◆ **Assignment**: The data should be written out in full, exactly as it stands, and the pictures dropped.

◆ **Stored data**:
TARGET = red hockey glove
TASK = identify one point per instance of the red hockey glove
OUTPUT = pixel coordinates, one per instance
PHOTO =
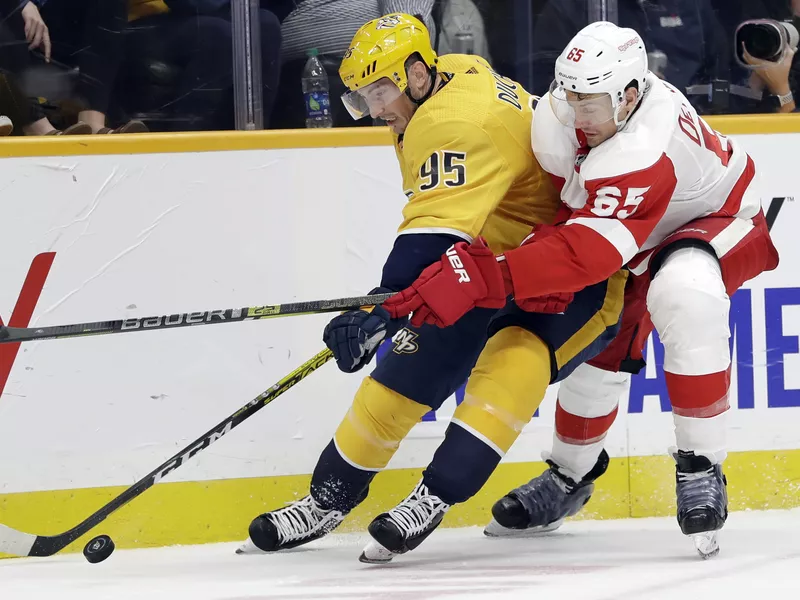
(466, 277)
(553, 303)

◆ **Exercise solution**:
TARGET = red hockey glove
TASK = identify one point per instance of the red hockey glove
OUTPUT = pixel coordinates, one per instance
PHOTO =
(466, 277)
(553, 303)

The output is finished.